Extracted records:
━━━━━━━━━━━━━━━━━━━━━━━━━━━━━━
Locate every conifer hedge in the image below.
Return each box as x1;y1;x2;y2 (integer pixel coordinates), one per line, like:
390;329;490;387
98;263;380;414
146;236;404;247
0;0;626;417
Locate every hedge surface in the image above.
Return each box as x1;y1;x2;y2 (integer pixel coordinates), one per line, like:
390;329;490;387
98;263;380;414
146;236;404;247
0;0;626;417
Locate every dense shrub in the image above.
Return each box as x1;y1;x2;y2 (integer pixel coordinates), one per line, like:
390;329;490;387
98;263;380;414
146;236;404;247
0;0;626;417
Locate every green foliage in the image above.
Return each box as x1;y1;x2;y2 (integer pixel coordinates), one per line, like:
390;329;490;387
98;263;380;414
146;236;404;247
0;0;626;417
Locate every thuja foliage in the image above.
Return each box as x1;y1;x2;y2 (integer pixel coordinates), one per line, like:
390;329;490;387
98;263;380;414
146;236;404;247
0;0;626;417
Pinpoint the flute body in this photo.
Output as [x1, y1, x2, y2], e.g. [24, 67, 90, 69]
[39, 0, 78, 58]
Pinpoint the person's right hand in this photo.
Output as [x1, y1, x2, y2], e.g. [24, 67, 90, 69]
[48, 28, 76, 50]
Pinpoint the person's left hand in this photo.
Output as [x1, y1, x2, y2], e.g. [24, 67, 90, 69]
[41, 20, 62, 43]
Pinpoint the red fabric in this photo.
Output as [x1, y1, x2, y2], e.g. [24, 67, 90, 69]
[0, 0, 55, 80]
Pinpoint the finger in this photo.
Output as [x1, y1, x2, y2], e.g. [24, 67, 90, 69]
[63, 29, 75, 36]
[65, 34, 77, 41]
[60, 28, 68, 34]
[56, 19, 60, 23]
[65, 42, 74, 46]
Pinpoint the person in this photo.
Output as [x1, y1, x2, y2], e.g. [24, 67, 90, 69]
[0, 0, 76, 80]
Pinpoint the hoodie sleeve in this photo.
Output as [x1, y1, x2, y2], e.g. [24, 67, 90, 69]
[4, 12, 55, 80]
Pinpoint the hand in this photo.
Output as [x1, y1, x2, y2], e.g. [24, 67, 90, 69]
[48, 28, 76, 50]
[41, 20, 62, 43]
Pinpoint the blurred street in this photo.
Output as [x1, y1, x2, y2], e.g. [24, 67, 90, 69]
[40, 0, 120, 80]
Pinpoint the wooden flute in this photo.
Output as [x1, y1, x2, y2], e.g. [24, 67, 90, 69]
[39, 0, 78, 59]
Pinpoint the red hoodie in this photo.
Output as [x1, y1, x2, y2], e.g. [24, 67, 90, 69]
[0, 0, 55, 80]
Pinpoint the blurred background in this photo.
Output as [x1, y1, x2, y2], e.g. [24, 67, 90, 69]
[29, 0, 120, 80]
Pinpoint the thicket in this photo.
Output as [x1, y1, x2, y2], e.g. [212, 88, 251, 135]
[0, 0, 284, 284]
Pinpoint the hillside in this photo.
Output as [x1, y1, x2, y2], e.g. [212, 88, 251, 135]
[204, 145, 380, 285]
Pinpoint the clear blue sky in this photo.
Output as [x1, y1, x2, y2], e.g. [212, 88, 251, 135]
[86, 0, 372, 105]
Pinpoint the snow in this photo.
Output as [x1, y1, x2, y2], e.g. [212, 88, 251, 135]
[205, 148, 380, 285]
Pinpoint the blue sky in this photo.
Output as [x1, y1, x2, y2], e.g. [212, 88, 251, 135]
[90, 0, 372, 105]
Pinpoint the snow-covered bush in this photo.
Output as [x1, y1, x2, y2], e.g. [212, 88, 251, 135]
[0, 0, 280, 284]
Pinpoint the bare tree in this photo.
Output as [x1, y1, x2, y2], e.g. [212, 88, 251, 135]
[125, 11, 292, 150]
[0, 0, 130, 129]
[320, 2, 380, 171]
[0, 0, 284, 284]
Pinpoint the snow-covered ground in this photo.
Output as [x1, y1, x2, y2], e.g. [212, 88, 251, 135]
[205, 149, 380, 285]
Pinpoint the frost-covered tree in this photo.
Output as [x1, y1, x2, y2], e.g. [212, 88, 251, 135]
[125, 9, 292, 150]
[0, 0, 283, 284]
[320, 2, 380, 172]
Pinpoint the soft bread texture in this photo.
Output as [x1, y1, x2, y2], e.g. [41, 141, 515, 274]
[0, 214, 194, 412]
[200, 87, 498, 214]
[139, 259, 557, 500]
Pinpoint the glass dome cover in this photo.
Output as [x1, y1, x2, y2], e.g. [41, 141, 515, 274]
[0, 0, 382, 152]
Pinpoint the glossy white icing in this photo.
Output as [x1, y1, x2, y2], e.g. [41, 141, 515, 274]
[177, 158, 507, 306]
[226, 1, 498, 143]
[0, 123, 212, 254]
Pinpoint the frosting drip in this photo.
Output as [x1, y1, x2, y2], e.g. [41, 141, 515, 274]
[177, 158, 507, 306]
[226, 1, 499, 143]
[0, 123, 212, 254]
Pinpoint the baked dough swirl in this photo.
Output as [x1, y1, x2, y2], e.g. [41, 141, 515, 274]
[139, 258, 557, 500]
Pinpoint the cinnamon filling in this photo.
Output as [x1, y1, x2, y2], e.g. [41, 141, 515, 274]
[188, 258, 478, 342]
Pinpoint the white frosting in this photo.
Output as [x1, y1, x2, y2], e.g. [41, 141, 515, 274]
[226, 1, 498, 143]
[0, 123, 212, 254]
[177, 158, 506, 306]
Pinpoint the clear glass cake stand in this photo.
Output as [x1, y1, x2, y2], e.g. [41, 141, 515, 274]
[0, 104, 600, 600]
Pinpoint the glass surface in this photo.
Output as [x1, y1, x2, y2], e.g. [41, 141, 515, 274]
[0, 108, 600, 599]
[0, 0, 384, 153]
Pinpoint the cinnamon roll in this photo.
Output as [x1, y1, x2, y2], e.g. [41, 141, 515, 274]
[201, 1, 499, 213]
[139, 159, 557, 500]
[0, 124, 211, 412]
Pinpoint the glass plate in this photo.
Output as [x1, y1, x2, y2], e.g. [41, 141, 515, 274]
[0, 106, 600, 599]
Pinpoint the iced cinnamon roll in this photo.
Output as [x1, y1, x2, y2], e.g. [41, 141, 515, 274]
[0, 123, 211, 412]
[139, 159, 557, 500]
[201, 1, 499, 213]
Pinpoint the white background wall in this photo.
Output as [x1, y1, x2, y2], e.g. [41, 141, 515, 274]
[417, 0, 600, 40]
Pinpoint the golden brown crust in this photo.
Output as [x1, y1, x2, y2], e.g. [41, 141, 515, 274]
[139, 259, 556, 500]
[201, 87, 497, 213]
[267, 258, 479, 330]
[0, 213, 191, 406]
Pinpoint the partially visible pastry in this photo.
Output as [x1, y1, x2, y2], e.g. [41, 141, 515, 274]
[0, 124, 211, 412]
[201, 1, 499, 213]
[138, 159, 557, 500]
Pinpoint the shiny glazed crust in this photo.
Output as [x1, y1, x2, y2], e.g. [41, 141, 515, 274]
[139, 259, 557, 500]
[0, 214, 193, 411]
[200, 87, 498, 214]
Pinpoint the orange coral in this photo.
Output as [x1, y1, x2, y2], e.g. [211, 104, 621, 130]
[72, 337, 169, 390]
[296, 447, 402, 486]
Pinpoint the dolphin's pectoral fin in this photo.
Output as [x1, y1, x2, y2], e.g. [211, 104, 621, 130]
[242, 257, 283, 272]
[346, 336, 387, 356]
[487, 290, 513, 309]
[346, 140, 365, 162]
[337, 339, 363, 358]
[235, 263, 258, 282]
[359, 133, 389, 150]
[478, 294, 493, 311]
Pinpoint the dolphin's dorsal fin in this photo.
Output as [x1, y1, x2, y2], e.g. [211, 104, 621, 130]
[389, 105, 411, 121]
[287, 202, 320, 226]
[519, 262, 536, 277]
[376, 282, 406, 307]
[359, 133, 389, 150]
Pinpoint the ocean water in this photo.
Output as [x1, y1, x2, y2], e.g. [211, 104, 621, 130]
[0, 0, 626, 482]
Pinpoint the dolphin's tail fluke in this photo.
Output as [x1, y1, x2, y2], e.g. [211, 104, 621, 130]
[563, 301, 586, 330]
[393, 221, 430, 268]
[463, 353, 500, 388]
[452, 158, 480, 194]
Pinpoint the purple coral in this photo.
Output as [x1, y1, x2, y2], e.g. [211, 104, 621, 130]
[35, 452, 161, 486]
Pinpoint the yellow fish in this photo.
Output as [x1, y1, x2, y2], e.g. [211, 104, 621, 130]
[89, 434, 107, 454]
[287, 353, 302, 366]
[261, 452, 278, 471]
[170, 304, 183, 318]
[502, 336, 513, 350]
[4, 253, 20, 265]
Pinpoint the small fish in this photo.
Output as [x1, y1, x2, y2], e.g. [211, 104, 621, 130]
━━━━━━━━━━━━━━━━━━━━━━━━━━━━━━
BRIEF :: Retype the records from the line containing "Pinpoint the iced" through the end of the records, copying each line without change.

TASK RESULT ::
Pinpoint the iced cinnamon roll in this photo.
Output as [x1, y1, x2, y2], e.g. [41, 141, 515, 274]
[0, 123, 211, 412]
[139, 159, 557, 500]
[201, 1, 499, 213]
Pinpoint the white background wall in this photo.
Output as [x1, y1, x2, y2], e.g. [41, 141, 515, 274]
[417, 0, 600, 40]
Pinpoint the golden brown crust in this photo.
Output as [x1, y1, x2, y2], e.g. [41, 141, 515, 274]
[139, 259, 556, 500]
[201, 87, 497, 213]
[267, 258, 479, 330]
[0, 213, 191, 406]
Pinpoint the partially visible pastry in this photo.
Output as [x1, y1, x2, y2], e.g. [41, 141, 515, 274]
[0, 124, 211, 412]
[201, 1, 499, 213]
[138, 159, 557, 500]
Pinpoint the shiny glazed crust in this photo.
Output as [x1, y1, x2, y2], e.g. [41, 141, 515, 274]
[139, 259, 557, 500]
[0, 214, 193, 411]
[200, 87, 498, 214]
Pinpoint the orange coral in this photo.
Output as [x1, y1, x2, y2], e.g. [211, 104, 621, 130]
[72, 337, 169, 390]
[296, 447, 402, 486]
Pinpoint the dolphin's pectoral fin in this photo.
Output as [x1, y1, x2, y2], e.g. [211, 104, 621, 130]
[242, 257, 283, 272]
[346, 336, 387, 356]
[487, 290, 513, 309]
[346, 140, 365, 162]
[337, 339, 363, 358]
[235, 263, 258, 282]
[359, 133, 389, 150]
[478, 294, 493, 311]
Pinpoint the dolphin's dorsal fin in this photo.
Output as [x1, y1, x2, y2], e.g. [211, 104, 621, 130]
[389, 105, 411, 121]
[287, 202, 320, 226]
[519, 262, 536, 277]
[376, 282, 406, 307]
[359, 133, 389, 150]
Pinpoint the ocean water in this photo.
Output as [x1, y1, x2, y2], e.g. [211, 104, 621, 130]
[0, 0, 626, 482]
Pinpoint the dolphin's tail fluke in this photo.
Output as [x1, y1, x2, y2], e.g. [211, 104, 621, 130]
[563, 301, 586, 330]
[393, 221, 430, 268]
[463, 353, 500, 388]
[452, 158, 480, 194]
Pinpoint the purple coral in this photo.
Output as [x1, y1, x2, y2], e.g. [211, 104, 621, 130]
[35, 452, 161, 486]
Pinpoint the yellow fish in this photo.
Output as [x1, y1, x2, y2], e.g. [211, 104, 621, 130]
[89, 434, 107, 454]
[287, 353, 302, 366]
[261, 452, 278, 471]
[170, 304, 183, 318]
[502, 336, 513, 350]
[4, 253, 20, 265]
Pinpoint the small fish in this photo.
Output as [x1, y1, x2, y2], e.g. [211, 104, 621, 130]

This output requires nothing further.